◆ DIRECTIONS FOR THIS TASK
Reproduce the listing below exactly, minus its pictures.

◆ INFORMATION SUPPLIED
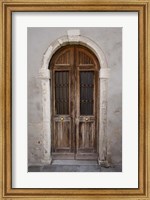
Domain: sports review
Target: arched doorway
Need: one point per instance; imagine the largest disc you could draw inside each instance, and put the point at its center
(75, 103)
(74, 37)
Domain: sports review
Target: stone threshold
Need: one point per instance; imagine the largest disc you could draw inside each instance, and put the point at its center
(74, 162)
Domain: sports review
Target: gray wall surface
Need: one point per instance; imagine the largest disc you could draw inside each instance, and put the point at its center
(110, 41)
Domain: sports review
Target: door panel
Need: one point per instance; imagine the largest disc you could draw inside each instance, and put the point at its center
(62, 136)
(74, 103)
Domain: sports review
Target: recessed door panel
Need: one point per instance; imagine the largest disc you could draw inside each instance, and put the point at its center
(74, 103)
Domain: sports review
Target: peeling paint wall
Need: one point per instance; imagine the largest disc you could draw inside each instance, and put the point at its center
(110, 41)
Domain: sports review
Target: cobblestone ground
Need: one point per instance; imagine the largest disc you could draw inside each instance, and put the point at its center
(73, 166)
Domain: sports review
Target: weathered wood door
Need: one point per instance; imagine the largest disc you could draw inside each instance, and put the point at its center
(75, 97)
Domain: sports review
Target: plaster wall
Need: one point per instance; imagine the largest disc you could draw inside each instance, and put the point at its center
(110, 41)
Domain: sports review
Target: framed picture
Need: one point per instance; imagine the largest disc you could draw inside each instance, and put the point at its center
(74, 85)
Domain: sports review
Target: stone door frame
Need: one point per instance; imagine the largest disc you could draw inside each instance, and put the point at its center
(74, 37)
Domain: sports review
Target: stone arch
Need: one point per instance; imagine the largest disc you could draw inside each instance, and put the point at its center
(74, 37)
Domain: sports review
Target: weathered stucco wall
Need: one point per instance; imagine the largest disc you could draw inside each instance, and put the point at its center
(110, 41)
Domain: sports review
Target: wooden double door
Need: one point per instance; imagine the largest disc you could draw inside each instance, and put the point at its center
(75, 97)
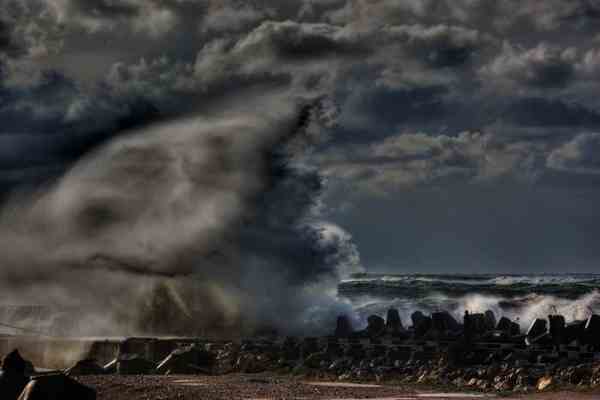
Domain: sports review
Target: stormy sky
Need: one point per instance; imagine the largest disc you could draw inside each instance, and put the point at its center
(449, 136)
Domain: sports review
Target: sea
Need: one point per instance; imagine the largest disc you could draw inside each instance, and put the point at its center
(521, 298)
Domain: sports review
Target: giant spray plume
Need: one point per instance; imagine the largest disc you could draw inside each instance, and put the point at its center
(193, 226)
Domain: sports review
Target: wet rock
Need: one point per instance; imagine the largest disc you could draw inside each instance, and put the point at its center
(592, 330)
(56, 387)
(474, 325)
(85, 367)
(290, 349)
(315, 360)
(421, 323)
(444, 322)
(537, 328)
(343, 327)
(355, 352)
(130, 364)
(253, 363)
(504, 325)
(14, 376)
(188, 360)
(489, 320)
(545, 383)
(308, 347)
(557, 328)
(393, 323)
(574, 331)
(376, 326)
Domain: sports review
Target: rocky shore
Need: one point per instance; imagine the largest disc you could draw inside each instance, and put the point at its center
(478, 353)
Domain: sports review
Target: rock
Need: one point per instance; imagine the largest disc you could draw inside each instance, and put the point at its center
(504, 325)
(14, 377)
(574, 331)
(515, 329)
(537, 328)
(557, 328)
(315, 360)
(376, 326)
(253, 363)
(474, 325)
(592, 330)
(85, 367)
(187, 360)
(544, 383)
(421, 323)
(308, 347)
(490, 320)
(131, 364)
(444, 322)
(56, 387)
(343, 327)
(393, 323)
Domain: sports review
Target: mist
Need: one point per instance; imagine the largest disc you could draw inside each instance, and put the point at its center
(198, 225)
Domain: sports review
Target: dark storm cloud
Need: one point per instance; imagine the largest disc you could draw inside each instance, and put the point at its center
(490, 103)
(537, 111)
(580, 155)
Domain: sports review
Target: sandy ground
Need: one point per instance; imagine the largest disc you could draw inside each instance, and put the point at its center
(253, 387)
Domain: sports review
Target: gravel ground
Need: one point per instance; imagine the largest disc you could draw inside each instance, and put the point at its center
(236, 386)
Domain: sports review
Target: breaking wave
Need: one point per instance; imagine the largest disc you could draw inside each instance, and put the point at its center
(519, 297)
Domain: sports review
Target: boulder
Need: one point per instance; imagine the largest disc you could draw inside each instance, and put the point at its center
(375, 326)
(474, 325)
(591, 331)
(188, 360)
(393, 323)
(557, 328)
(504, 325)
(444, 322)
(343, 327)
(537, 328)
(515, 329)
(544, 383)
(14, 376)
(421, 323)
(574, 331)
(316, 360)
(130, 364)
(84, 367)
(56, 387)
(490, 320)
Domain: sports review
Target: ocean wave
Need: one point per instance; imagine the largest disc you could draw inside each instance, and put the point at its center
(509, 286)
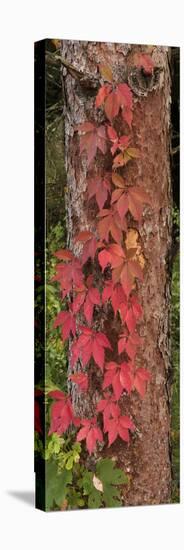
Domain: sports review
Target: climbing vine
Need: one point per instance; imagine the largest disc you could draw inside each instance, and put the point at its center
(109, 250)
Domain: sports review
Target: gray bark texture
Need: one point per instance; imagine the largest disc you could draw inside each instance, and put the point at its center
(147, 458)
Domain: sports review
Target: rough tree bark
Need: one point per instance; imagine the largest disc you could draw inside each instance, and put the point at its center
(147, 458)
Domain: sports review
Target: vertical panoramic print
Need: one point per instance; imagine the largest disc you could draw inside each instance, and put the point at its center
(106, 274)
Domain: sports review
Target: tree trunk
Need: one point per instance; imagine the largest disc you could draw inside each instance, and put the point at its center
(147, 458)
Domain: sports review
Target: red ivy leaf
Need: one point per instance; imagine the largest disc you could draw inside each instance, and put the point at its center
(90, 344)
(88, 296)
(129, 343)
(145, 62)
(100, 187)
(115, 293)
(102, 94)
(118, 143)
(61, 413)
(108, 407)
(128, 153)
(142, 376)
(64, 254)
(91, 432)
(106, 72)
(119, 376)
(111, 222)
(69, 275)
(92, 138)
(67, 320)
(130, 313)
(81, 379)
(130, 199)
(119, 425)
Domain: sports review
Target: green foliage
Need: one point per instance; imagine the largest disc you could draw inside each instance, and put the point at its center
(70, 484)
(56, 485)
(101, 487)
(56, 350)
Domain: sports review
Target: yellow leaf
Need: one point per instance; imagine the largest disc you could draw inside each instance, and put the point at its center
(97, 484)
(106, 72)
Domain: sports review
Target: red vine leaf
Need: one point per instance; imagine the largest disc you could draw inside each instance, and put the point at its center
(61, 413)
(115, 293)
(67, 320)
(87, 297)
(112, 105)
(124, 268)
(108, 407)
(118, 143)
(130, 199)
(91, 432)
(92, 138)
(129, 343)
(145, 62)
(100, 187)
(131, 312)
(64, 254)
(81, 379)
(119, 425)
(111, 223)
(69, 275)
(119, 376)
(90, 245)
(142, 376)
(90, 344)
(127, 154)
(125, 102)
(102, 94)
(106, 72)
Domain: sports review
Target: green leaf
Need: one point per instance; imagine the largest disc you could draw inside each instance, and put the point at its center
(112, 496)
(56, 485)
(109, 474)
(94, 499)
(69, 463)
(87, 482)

◆ FINISHED EXERCISE
Domain: sports review
Target: arched doorway
Need: one point per instance; imagine the largest disc you could draw inside each instance, and put the point at its center
(75, 103)
(74, 37)
Domain: sports review
Target: stone threshold
Need: one point per instance; imagine the largest disc you could draw inside each instance, and put the point at its center
(74, 162)
Domain: sports review
Target: gray wall surface
Need: one point per instance; imagine the largest disc you could draw inside each instance, and put the point at its center
(110, 41)
Domain: sports review
Target: door panel
Need: one point per instance; imagine the largest disc you could draw inside each instance, and put the point at its center
(62, 136)
(74, 103)
Domain: sports review
Target: recessed door panel
Need: one point per instance; imagine the largest disc you could draw inside each instance, and put the point at its center
(74, 103)
Domain: sports review
Target: peeling paint wall
Need: one point per instance; imagine the largest disc you could draw inside each instance, and put the point at its center
(110, 41)
Domain: sports review
Target: cobblestone ground
Need: one point per instance; imagine the largest disc you could draw inside each instance, and put the point at its center
(73, 166)
Domain: sports review
Target: weathered wood door
Need: one point per instance; imagine the largest disc you could draw inside each instance, and put the point at its center
(75, 97)
Domain: sports review
Target: plaster wall
Need: one point per instance; imagine the largest disc you could draw inside each instance, and put the point at its center
(110, 41)
Domain: sports review
Target: framed picture
Need: one point per instance; imagine the largest disc you could draw inside each instance, and put the point at its center
(74, 85)
Domain: sports review
Target: stone door frame
Need: one point per instance; imagine the largest disc you could draw inside each instance, and put the point at its center
(74, 37)
Domain: sports review
Target: stone arch
Need: one point per instance; imagine the largest disc you could draw inside each instance, and put the point at its center
(74, 37)
Domain: sports review
Target: weathered stucco wall
Need: one point per instance; imagine the largest disc you could draw inside each instance, and put the point at its center
(110, 41)
Domain: sports review
Target: wooden double door
Need: one point per instance; imagine the largest disc you could draw inside each instance, and put the point at its center
(75, 97)
Domain: sports review
Target: stormy sky
Need: one point per instance; imagine the largest disc you could draw inside each instance, and put the point at its center
(449, 136)
Domain: sports review
Target: sea
Need: one point per instance; imagine the largest disc you could draw inside each instance, and put the point at its center
(521, 298)
Domain: sports review
Target: giant spray plume
Need: one point per instance; imagine the largest disc you could draw inside each instance, and put the point at its center
(193, 226)
Domain: sports review
Target: wet rock
Need: one point per instance; imagine the largest disc you could draw inside each instance, and put the point at its center
(592, 330)
(56, 387)
(474, 325)
(85, 367)
(290, 349)
(315, 360)
(421, 323)
(444, 322)
(537, 328)
(343, 327)
(355, 352)
(130, 364)
(253, 363)
(504, 325)
(14, 376)
(188, 360)
(489, 320)
(545, 383)
(308, 347)
(557, 328)
(393, 323)
(574, 331)
(376, 326)
Domain: sports review
Target: rocky shore
Need: one point per instance; imagine the largest disc you could draw inside each instance, and put the point at its center
(478, 353)
Domain: sports review
Target: rock
Need: one point per instance; imagine the largest disc you could draw inside each instance, and put the point at its center
(504, 325)
(14, 377)
(574, 331)
(515, 329)
(537, 328)
(557, 328)
(315, 360)
(376, 326)
(253, 363)
(474, 325)
(592, 330)
(85, 367)
(187, 360)
(544, 383)
(421, 323)
(308, 347)
(490, 320)
(131, 364)
(444, 322)
(56, 387)
(343, 327)
(393, 323)
Domain: sports review
Target: mist
Need: one point per instance; imagine the largest disc you could draw inside each instance, and put the point at its center
(198, 225)
Domain: sports review
Target: dark storm cloud
Need: one point per instance; imagine the largest disc you could draw inside each instance, and put the point at its center
(490, 103)
(537, 111)
(580, 155)
Domain: sports review
Target: sandy ground
Need: one point per instance; imagine the largest disc you could draw inside each instance, and put the point at its center
(253, 387)
Domain: sports review
Target: gravel ground
Need: one point per instance; imagine the largest disc you could draw inside each instance, and put the point at its center
(236, 386)
Domain: sports review
Target: breaking wave
Need: one point per instance; imagine the largest disc you could draw inside each instance, and put the point at its center
(519, 297)
Domain: sports review
Target: boulder
Need: one point per instance; imagine the largest disc you could draw inside each instance, and put the point at its center
(375, 326)
(474, 325)
(591, 331)
(188, 360)
(393, 323)
(557, 328)
(504, 325)
(444, 322)
(343, 327)
(537, 328)
(515, 329)
(544, 383)
(14, 376)
(421, 323)
(574, 331)
(316, 360)
(130, 364)
(84, 367)
(56, 387)
(490, 320)
Domain: sports review
Target: ocean wave
Need: one point per instance; imagine the largest disc you could draw inside each instance, and put the point at its center
(509, 286)
Domain: sports review
Target: climbing vine
Need: one point per instance; imagine the largest disc you could draw inside each instance, and put the point at its center
(109, 250)
Domain: sports review
Target: gray bark texture
Need: one point per instance; imagine the largest disc you could draw inside each instance, and put the point at its center
(147, 458)
Domain: sports review
Target: rough tree bark
Need: one point per instance; imagine the largest disc you could draw inside each instance, and put the point at its center
(147, 458)
Domain: sports review
Target: vertical panoramic print
Need: one point per instance; imagine the largest disc you could draw inside each instance, and put the point at its center
(106, 274)
Domain: sports review
Target: tree trunk
Need: one point per instance; imagine the largest disc you could draw inside each instance, and put the point at its center
(147, 458)
Domain: sports review
Target: red ivy leaf
Need: one point per instance; imagine the largest disc you could draw inside each instance, and put the point at its center
(90, 344)
(88, 296)
(129, 343)
(145, 62)
(100, 187)
(115, 293)
(102, 94)
(118, 143)
(61, 413)
(108, 407)
(128, 153)
(142, 376)
(64, 254)
(91, 432)
(106, 72)
(119, 376)
(111, 222)
(69, 275)
(92, 138)
(67, 320)
(130, 313)
(81, 379)
(130, 199)
(119, 425)
Domain: sports review
Target: green foliage
Need: one point per instance; imagine the largest disc you could draw inside each instance, and put the point at its center
(70, 484)
(56, 485)
(101, 487)
(56, 350)
Domain: sports review
Target: yellow leaf
Need: one point per instance; imagine the largest disc you could draw inside each instance, and put the point at its center
(97, 484)
(106, 72)
Domain: sports review
Target: red vine leaf
Need: one point per instance; imagine the largest disc you could draw inside each instance, and put the point at its center
(61, 413)
(115, 293)
(67, 320)
(87, 297)
(112, 105)
(124, 268)
(108, 407)
(118, 143)
(130, 199)
(91, 432)
(92, 138)
(129, 343)
(145, 62)
(100, 187)
(131, 312)
(64, 254)
(81, 379)
(119, 425)
(111, 223)
(69, 275)
(119, 376)
(90, 245)
(142, 376)
(90, 344)
(127, 154)
(125, 102)
(102, 94)
(106, 72)
Domain: sports review
Target: green leaf
Need: one point per instance; imagine the largest disc you could draw inside each instance, and put the point at its center
(112, 496)
(56, 485)
(109, 474)
(94, 499)
(69, 463)
(87, 482)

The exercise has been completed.